--- START OF Excerpt provided ---

Price alone does not determine the quantity of a good or service that people consume.
Coffee consumption, for example, will be affected by such variables as income and population. Preferences also play a role. We also expect other prices to affect coffee consumption. People often eat doughnuts or bagels with their coffee, so a reduction in the price of doughnuts or bagels might induce people to drink more coffee. An alternative to coffee is tea, so a reduction in the price of tea might result in the consumption of more tea and less coffee. Thus, a change in any one of the variables held constant in constructing a demand schedule will change the quantities demanded at each price. The result will be a shift in the entire demand curve rather than a movement along the demand curve. A shift in a demand curve is called a change in demand.
Factors that change demand:
Prices of Related Goods and Services
In general, if a reduction in the price of one good increases the demand for another, the two goods are called complements. If a reduction in the price of one good reduces the demand for another, the two goods are called substitutes. These definitions hold in reverse as well: two goods are complements if an increase in the price of one reduces the demand for the other, and they are substitutes if an increase in the price of one increases the demand for the other. Doughnuts and coffee are complements; tea and coffee are substitutes.
Refer to Fig 3.2, when the price of tea, a substitute for coffee rises, more coffee is demanded at each price, as people substitute away from tea and consume more coffee. The result is a shift in demand from the original curve D1 to D2. The quantity of coffee demanded at a price of $6 per pound rises from 25 million pounds per month (point A) to 35 million pounds per month (point A′). Note, that a change in quantity demanded, ceteris paribus, refers to a movement along the demand curve, while a change in demand refers to a shift in the demand curve. A rightward shift of the demand curve is called an increase in demand.
Refer to Fig 3.3, when the price of tea, a substitute for coffee falls, less coffee is demanded at each price, as people substitute away from coffee because tea is relatively cheaper. The result is a shift in demand from the original curve D1 to D3. The quantity of coffee demanded at a price of $6 per pound falls from 25 million pounds per month (point A) to 15 million pounds per month (point A″). Note, again, that a change in quantity demanded, ceteris paribus, refers to a movement along the demand curve, while a change in demand refers to a shift in the demand curve. A leftward shift of the demand curve is called a decrease in demand.

--- END OF Excerpt provided ---
--- START OF Extracted information ---

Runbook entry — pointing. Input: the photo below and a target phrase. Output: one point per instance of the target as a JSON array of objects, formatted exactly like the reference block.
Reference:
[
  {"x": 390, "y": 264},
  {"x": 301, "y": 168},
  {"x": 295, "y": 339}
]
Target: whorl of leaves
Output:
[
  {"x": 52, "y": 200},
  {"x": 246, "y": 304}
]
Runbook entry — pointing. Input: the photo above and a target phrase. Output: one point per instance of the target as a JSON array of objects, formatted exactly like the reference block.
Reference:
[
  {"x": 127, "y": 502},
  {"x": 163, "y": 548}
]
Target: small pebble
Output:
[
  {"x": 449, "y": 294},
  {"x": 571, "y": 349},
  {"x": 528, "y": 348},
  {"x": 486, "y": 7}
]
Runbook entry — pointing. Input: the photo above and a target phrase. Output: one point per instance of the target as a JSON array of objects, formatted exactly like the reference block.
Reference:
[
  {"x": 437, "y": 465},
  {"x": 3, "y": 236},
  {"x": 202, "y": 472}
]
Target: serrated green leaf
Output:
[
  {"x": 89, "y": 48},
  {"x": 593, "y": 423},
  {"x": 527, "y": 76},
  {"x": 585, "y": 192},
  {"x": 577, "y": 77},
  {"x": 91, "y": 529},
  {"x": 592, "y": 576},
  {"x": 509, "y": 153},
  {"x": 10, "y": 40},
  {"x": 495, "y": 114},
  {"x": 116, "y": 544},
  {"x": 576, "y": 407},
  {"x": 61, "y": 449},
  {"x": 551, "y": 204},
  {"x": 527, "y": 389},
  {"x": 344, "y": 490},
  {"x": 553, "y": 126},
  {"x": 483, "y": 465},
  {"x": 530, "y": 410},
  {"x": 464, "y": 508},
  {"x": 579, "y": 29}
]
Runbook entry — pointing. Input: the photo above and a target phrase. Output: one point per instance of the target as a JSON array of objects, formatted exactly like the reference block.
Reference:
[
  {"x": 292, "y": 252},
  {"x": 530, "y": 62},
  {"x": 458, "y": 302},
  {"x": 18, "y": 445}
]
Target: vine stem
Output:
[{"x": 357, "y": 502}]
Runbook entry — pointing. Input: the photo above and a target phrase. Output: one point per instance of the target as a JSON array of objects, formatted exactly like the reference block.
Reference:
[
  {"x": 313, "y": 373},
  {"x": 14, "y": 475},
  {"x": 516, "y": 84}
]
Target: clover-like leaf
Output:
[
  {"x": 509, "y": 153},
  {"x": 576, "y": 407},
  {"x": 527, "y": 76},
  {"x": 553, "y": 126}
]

--- END OF Extracted information ---

◆ Exercise ◆
In the economics passage on shifts in demand, copy the part that begins at the words "Refer to Fig 3.3, when" and stops after the words "decrease in demand.".

◆ Solution below ◆
Refer to Fig 3.3, when the price of tea, a substitute for coffee falls, less coffee is demanded at each price, as people substitute away from coffee because tea is relatively cheaper. The result is a shift in demand from the original curve D1 to D3. The quantity of coffee demanded at a price of $6 per pound falls from 25 million pounds per month (point A) to 15 million pounds per month (point A″). Note, again, that a change in quantity demanded, ceteris paribus, refers to a movement along the demand curve, while a change in demand refers to a shift in the demand curve. A leftward shift of the demand curve is called a decrease in demand.